## TÂCHES À RÉALISER
a. Indiquez uniquement le nombre de lignes des enregistrements qui contiennent la chaîne "lawn", en tenant compte de la casse.
b. Rédigez la suite du billet sur l'avenir de l'Europe, en commençant juste après sa dernière phrase.

##### DOCUMENT SOURCE

L’Europe, c’est fini ?

par JDCh
lundi 19 juin 2006

Les chefs d’Etat réunis à Bruxelles en ce début de semaine avaient l’air bien désemparés. Les non français et néerlandais de 2005 ont bloqué toute progression de l’idée et de l’ambition européenne, et l’Union qui compte depuis quelques années 25 pays se doit de fonctionner sur le principe historique de l’unanimité des décisions : autant dire que rien ne se passe... On parle d’encore une année pour rien, suivie d’une année pour réfléchir...

On notera également que, malgré l’importance du sujet, aucun des candidats à la candidature présidentielle en France ne parle vraiment d’Europe (sauf parfois pour réfuter l’idée de l’entrée dans une dizaine d’années de la Turquie). L’idée de ce "post" est de rappeler le caractère impérieux de la nécessité d’un mouvement concernant notre volonté ou non d’une Europe qui progresse.

En effet, la France est dans la zone euro et ne dispose plus de tous les leviers habituels d’un Etat souverain (j’en suis, d’ailleurs, assez content car si nous étions livrés à nous-mêmes dans une alternance démago-gauchisante telle que celle qui s’annonce, nos futurs gouvernants seraient capables de transformer la France en une nouvelle Argentine !) : impossible pour le ministre français de l’économie d’avoir une influence directe sur les taux d’intérêts ni sur le cours relatif de notre monnaie par rapport au dollar, à la livre sterling ou au yen, puisque nous la partageons avec 11 (bientôt 12 avec la Slovénie) autres pays. Ces leviers historiques (à moins d’être la Suisse avec son fameux secret bancaire !) seraient, d’ailleurs, sans doute vains, tant notre économie est dépendante de l’économie européenne et surtout en train de se marginaliser à l’échelle de la planète.

##########
##### DONNÉES FOURNIES

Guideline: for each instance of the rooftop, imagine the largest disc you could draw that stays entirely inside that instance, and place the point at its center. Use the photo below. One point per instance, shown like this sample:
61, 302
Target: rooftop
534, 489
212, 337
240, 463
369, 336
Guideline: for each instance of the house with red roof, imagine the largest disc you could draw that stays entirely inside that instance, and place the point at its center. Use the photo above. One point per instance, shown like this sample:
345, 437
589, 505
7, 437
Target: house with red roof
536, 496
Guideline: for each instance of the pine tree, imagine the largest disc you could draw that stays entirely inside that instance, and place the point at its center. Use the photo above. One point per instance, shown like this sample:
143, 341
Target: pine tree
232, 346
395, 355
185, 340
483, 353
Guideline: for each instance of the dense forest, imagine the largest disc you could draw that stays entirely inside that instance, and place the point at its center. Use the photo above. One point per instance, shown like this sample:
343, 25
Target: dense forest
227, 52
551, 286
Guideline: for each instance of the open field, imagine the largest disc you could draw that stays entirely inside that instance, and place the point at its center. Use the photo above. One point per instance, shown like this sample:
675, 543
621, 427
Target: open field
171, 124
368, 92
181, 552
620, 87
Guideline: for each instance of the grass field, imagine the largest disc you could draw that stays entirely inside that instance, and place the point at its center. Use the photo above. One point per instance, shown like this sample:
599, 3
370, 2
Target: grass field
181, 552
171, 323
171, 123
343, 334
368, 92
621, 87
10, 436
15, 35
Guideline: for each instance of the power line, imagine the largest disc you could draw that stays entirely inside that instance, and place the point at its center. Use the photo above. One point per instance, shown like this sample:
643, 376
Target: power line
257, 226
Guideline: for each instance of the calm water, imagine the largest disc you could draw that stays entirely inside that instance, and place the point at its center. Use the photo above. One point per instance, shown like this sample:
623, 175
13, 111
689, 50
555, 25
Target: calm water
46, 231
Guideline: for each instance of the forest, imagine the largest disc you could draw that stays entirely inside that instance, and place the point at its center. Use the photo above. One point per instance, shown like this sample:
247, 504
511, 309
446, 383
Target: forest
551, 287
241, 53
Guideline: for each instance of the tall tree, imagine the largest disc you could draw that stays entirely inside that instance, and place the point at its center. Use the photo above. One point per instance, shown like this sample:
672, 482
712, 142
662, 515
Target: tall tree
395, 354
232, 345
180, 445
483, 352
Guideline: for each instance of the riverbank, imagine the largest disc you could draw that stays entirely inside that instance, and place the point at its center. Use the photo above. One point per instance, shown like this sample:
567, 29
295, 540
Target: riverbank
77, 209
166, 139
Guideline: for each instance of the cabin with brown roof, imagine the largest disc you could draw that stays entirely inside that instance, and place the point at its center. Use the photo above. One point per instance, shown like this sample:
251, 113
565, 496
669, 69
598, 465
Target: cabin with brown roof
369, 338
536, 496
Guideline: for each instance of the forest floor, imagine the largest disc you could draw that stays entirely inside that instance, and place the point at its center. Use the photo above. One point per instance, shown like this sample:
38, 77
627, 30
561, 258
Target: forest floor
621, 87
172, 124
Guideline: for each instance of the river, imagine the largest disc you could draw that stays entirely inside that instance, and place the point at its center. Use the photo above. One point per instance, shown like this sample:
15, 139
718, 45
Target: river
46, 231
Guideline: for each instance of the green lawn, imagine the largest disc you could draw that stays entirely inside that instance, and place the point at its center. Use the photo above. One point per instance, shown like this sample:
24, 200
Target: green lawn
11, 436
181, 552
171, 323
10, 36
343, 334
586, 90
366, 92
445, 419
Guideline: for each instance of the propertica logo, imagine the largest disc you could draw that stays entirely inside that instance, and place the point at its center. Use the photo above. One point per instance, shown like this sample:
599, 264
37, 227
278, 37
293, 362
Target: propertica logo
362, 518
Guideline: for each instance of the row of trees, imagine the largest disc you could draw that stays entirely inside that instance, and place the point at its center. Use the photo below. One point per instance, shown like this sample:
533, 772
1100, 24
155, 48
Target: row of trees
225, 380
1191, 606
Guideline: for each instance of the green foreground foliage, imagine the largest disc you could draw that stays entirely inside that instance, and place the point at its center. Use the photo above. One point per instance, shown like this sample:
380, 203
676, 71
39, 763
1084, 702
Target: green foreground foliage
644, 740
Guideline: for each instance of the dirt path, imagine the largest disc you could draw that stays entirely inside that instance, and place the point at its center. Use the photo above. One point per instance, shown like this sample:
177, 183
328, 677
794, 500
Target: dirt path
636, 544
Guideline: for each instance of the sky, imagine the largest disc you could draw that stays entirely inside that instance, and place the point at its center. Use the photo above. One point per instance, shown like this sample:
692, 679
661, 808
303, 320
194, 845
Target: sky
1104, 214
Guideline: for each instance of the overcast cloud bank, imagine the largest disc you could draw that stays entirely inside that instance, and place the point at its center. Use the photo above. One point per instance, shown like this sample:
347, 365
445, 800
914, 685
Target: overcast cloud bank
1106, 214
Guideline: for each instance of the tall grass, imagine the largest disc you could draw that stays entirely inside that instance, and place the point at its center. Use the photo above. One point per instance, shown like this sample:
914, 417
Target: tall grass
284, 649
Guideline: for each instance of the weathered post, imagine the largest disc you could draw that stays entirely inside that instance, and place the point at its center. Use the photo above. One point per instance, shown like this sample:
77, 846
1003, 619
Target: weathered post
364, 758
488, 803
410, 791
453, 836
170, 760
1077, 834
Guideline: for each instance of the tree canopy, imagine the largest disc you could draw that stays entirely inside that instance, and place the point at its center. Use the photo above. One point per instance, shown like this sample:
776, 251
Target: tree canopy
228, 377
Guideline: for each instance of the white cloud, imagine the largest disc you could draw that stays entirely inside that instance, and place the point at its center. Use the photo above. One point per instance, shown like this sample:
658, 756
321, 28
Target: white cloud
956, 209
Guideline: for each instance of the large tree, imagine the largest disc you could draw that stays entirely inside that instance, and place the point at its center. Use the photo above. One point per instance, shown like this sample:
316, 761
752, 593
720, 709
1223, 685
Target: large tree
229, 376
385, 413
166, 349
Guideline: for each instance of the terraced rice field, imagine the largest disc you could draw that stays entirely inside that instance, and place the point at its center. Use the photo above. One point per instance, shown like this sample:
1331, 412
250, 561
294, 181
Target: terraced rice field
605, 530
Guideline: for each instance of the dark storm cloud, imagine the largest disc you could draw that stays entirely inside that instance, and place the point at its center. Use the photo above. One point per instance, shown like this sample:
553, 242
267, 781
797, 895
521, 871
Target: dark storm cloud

##########

## RÉPONSES PAR TÂCHE
a. 2

b.
D’un autre côté, la France ayant dit non à une Europe maintenant sans gouvernance efficace, elle est très très mal placée pour proposer quelque initiative que ce soit à ses partenaires. La seule solution semble être que les Français interrogés à nouveau déclarent dans leur majorité vouloir quelque chose que nos 24 partenaires (ou un sous-ensemble d’entre eux) trouveraient intéressant, ou mieux, mobilisateur. Est-ce possible ? Est-ce un fantasme ?

Revenons, pour le savoir, sur les raisons du non et voyons si elles sont toujours d’actualité.

La politique intérieure menée par le pathétique couple Chirac / Raffarin

Nul doute que cet élément a fait voter non un certain nombre de Français même si la question n’était pas celle-ci. Nous pouvons être rassurés : Raffarin est parti et Chirac ne sera plus là dans 11 mois. Une raison de voter non a disparu.

L’immigration et le contrôle des frontières

Cette raison a été invoquée principalement par l’extrême droite et lesdits "souverainistes" : elle est toujours là. Il est loin d’être évident que l’Europe joue en la matière un rôle aggravant la situation, mais cette raison demeure.

On peut cependant arguer qu’il faudrait une sortie complète de l’Europe pour transformer la France en blockhaus (je ne crois pas que la majorité des Français souhaitent cela) ou qu’une Europe relancée s’occuperait plus efficacement de cet enjeu qu’une Europe en panne comme aujourd’hui.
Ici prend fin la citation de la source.